**EXERCISE AIM:**
Rewrite the entries below, replacing each "positive clicks" with "foreground clicks" and keeping everything else the same.

---

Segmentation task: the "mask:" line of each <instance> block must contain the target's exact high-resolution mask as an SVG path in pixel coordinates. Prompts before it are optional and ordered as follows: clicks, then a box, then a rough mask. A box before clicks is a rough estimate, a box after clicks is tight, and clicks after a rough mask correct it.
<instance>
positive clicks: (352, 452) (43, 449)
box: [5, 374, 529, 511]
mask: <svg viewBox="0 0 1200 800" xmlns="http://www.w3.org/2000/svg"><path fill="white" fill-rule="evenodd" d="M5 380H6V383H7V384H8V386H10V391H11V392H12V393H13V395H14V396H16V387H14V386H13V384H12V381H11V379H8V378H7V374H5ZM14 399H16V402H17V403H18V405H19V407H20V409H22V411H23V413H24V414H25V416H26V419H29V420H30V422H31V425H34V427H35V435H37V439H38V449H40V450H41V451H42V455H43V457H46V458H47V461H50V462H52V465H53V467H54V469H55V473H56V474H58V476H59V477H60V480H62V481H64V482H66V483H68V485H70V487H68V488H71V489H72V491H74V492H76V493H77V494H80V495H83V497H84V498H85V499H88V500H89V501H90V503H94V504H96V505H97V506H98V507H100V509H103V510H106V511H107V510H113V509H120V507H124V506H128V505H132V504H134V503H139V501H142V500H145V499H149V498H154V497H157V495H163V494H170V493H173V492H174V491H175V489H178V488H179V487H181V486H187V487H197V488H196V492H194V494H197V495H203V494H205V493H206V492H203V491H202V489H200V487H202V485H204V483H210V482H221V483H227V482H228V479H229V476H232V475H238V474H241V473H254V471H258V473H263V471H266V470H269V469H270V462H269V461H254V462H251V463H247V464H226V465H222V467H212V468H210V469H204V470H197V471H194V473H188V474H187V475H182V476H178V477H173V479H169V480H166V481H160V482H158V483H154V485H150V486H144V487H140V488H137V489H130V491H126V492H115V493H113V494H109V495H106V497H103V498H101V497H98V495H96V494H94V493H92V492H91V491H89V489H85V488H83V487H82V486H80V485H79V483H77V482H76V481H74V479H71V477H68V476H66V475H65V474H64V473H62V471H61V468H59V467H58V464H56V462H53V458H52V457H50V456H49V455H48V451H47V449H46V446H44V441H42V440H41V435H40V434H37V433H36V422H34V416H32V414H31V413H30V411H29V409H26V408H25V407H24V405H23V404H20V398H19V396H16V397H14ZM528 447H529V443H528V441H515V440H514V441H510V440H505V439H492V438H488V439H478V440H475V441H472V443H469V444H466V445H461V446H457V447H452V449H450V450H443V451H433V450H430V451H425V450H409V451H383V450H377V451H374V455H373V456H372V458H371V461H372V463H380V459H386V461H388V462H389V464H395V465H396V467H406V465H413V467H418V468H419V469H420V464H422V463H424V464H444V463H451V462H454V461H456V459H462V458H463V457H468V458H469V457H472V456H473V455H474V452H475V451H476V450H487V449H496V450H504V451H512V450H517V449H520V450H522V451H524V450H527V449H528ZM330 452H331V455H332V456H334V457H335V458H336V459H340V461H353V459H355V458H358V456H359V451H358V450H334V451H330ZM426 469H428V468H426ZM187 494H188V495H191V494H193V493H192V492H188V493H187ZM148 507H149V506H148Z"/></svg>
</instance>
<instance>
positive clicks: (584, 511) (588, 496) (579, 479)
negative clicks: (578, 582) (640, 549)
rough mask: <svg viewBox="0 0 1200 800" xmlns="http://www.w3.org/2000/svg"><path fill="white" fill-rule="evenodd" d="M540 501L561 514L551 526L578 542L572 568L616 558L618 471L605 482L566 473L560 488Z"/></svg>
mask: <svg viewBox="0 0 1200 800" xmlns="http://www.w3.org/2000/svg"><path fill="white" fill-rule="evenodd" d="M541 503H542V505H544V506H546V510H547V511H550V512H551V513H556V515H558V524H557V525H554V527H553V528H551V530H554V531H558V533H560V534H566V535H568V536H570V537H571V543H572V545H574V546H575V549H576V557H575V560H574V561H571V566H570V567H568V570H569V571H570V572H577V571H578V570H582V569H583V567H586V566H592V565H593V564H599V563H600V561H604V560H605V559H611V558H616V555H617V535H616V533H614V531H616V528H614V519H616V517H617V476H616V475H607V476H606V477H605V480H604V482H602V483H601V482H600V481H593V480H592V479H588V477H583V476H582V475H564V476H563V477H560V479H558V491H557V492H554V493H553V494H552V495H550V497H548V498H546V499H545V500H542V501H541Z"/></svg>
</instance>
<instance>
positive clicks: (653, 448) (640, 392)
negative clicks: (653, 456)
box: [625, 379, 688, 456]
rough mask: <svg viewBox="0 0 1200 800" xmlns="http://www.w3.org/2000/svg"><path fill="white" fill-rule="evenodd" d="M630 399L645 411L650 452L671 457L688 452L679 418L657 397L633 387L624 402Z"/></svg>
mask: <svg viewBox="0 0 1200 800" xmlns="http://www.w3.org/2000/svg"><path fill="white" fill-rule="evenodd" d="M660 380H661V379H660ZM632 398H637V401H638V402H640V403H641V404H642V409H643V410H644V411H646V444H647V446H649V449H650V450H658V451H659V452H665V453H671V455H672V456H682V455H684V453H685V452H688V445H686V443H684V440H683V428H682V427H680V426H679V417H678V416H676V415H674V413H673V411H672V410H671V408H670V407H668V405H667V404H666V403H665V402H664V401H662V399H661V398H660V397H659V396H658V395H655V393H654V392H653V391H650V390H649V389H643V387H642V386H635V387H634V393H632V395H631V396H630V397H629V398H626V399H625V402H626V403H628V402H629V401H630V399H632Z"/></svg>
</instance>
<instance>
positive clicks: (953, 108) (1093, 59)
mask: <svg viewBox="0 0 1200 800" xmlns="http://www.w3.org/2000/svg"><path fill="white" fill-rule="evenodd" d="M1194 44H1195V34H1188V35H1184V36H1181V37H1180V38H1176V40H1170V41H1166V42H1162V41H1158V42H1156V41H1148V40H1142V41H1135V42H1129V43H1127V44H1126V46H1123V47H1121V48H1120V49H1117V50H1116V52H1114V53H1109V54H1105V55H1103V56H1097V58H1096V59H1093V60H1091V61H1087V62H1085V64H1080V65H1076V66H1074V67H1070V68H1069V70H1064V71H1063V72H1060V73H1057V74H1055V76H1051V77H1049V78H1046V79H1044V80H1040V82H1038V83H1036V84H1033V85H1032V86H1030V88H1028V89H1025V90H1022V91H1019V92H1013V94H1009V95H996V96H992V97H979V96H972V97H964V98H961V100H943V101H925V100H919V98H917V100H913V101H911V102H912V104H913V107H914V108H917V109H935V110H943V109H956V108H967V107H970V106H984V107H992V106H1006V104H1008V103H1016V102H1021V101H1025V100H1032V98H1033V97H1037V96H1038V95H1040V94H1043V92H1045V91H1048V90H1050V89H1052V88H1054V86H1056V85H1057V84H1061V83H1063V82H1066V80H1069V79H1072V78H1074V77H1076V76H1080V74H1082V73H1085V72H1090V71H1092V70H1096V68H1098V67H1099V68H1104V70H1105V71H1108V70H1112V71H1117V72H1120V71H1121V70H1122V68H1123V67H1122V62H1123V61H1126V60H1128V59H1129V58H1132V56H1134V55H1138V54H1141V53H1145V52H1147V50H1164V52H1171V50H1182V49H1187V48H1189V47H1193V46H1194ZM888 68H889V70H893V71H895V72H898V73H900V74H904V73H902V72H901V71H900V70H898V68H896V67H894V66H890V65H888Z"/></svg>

---

**ANSWER TO THIS TASK:**
Segmentation task: the "mask:" line of each <instance> block must contain the target's exact high-resolution mask as an SVG path in pixel coordinates. Prompts before it are optional and ordered as follows: clicks, then a box, then a rough mask. A box before clicks is a rough estimate, a box after clicks is tight, and clicks after a rough mask correct it.
<instance>
foreground clicks: (352, 452) (43, 449)
box: [5, 374, 529, 511]
mask: <svg viewBox="0 0 1200 800" xmlns="http://www.w3.org/2000/svg"><path fill="white" fill-rule="evenodd" d="M5 380H6V383H7V384H8V386H10V391H11V392H12V393H13V395H14V396H16V387H14V386H13V384H12V381H11V379H8V378H7V374H5ZM14 399H16V402H17V403H18V405H19V407H20V409H22V411H23V413H24V414H25V416H26V419H29V420H30V422H31V425H34V427H35V435H37V439H38V449H40V450H41V451H42V455H43V457H46V458H47V461H50V462H52V465H53V467H54V469H55V473H56V474H58V476H59V477H60V480H62V481H64V482H66V483H68V485H70V487H68V488H71V489H72V491H74V492H76V493H77V494H80V495H83V497H84V498H85V499H88V500H89V501H90V503H94V504H96V505H97V506H98V507H100V509H103V510H106V511H107V510H113V509H120V507H124V506H128V505H132V504H134V503H139V501H142V500H145V499H149V498H154V497H157V495H163V494H170V493H173V492H174V491H175V489H178V488H179V487H181V486H187V487H197V488H196V492H194V494H197V495H203V494H205V493H206V492H203V491H202V489H200V487H202V485H204V483H210V482H221V483H227V482H228V479H229V476H232V475H238V474H241V473H254V471H258V473H263V471H266V470H269V469H270V462H269V461H254V462H251V463H247V464H226V465H222V467H212V468H210V469H204V470H197V471H194V473H188V474H187V475H182V476H178V477H173V479H169V480H166V481H160V482H158V483H154V485H150V486H144V487H140V488H137V489H130V491H126V492H115V493H113V494H109V495H106V497H103V498H101V497H98V495H96V494H94V493H92V492H91V491H89V489H85V488H83V487H82V486H80V485H79V483H77V482H76V481H74V479H71V477H68V476H66V475H65V474H64V473H62V471H61V468H59V467H58V464H56V462H53V458H52V457H50V456H49V455H48V451H47V449H46V446H44V441H42V440H41V435H40V434H37V433H36V422H34V416H32V414H31V413H30V411H29V409H26V408H25V407H24V405H23V404H20V398H19V396H16V397H14ZM528 447H529V443H528V441H515V440H514V441H510V440H505V439H492V438H488V439H478V440H475V441H472V443H469V444H466V445H461V446H457V447H452V449H450V450H443V451H433V450H430V451H425V450H409V451H383V450H377V451H374V455H373V456H372V458H371V461H372V463H380V459H386V461H388V462H389V464H395V465H396V467H406V465H413V467H418V468H419V469H420V464H422V463H424V464H444V463H451V462H454V461H456V459H462V458H463V457H468V458H469V457H472V456H473V455H474V452H475V451H476V450H487V449H496V450H504V451H512V450H517V449H520V450H522V451H524V450H527V449H528ZM330 452H331V455H332V456H334V457H335V458H336V459H340V461H353V459H355V458H358V456H359V451H358V450H334V451H330ZM426 469H428V468H426ZM187 494H188V495H191V494H193V493H192V492H188V493H187ZM148 507H149V506H148Z"/></svg>
</instance>
<instance>
foreground clicks: (584, 511) (588, 496) (579, 479)
negative clicks: (578, 582) (640, 549)
rough mask: <svg viewBox="0 0 1200 800" xmlns="http://www.w3.org/2000/svg"><path fill="white" fill-rule="evenodd" d="M540 501L561 514L551 526L578 542L572 568L616 558L618 471L605 482L566 473L560 488Z"/></svg>
mask: <svg viewBox="0 0 1200 800" xmlns="http://www.w3.org/2000/svg"><path fill="white" fill-rule="evenodd" d="M541 503H542V505H544V506H546V510H547V511H550V512H551V513H556V515H558V524H557V525H554V527H553V528H551V530H554V531H558V533H560V534H566V535H568V536H570V537H571V543H572V545H574V546H575V549H576V557H575V560H574V561H571V566H570V567H568V570H569V571H570V572H577V571H578V570H582V569H583V567H586V566H592V565H593V564H599V563H600V561H604V560H605V559H611V558H616V555H617V535H616V533H614V531H616V528H614V519H616V517H617V476H616V475H607V476H606V477H605V480H604V482H602V483H601V482H600V481H593V480H592V479H588V477H583V476H582V475H564V476H563V477H560V479H558V491H557V492H554V493H553V494H552V495H550V497H548V498H546V499H545V500H542V501H541Z"/></svg>
</instance>
<instance>
foreground clicks: (653, 448) (640, 392)
negative clicks: (653, 456)
box: [625, 379, 688, 456]
rough mask: <svg viewBox="0 0 1200 800" xmlns="http://www.w3.org/2000/svg"><path fill="white" fill-rule="evenodd" d="M630 399L645 411L650 452L671 457L688 452L679 418L657 397L633 387L624 402Z"/></svg>
mask: <svg viewBox="0 0 1200 800" xmlns="http://www.w3.org/2000/svg"><path fill="white" fill-rule="evenodd" d="M660 380H661V379H660ZM632 398H637V401H638V402H640V403H641V404H642V409H643V410H644V411H646V444H647V446H649V449H650V450H658V451H659V452H665V453H671V455H672V456H682V455H684V453H685V452H688V445H686V443H684V440H683V428H682V427H680V426H679V417H678V416H676V415H674V413H673V411H672V410H671V408H670V407H668V405H667V404H666V403H665V402H664V401H662V399H661V398H660V397H659V396H658V395H655V393H654V392H653V391H650V390H649V389H643V387H642V386H635V387H634V393H632V395H631V396H630V397H629V398H626V399H625V402H626V403H628V402H629V401H630V399H632Z"/></svg>
</instance>
<instance>
foreground clicks: (953, 108) (1093, 59)
mask: <svg viewBox="0 0 1200 800" xmlns="http://www.w3.org/2000/svg"><path fill="white" fill-rule="evenodd" d="M1194 44H1195V34H1188V35H1184V36H1181V37H1180V38H1176V40H1170V41H1166V42H1162V41H1158V42H1156V41H1148V40H1142V41H1135V42H1129V43H1127V44H1126V46H1123V47H1121V48H1120V49H1117V50H1116V52H1114V53H1109V54H1105V55H1103V56H1097V58H1096V59H1093V60H1091V61H1087V62H1085V64H1080V65H1076V66H1074V67H1070V68H1069V70H1064V71H1063V72H1060V73H1057V74H1055V76H1051V77H1049V78H1046V79H1044V80H1040V82H1038V83H1036V84H1033V85H1032V86H1030V88H1028V89H1025V90H1022V91H1019V92H1013V94H1009V95H996V96H992V97H979V96H972V97H964V98H961V100H943V101H925V100H919V98H917V100H913V101H911V102H912V104H913V107H914V108H917V109H935V110H943V109H956V108H967V107H970V106H984V107H992V106H1006V104H1008V103H1016V102H1021V101H1025V100H1032V98H1033V97H1037V96H1038V95H1040V94H1043V92H1045V91H1048V90H1050V89H1052V88H1054V86H1056V85H1057V84H1061V83H1063V82H1066V80H1069V79H1072V78H1074V77H1076V76H1080V74H1082V73H1085V72H1090V71H1092V70H1096V68H1098V67H1099V68H1104V70H1105V71H1108V70H1112V71H1117V72H1120V71H1121V70H1122V68H1123V67H1122V62H1123V61H1126V60H1128V59H1129V58H1132V56H1134V55H1138V54H1141V53H1145V52H1147V50H1164V52H1171V50H1182V49H1187V48H1189V47H1193V46H1194ZM888 68H889V70H893V71H895V72H898V73H900V74H904V73H902V72H901V71H900V70H898V68H896V67H894V66H890V65H888Z"/></svg>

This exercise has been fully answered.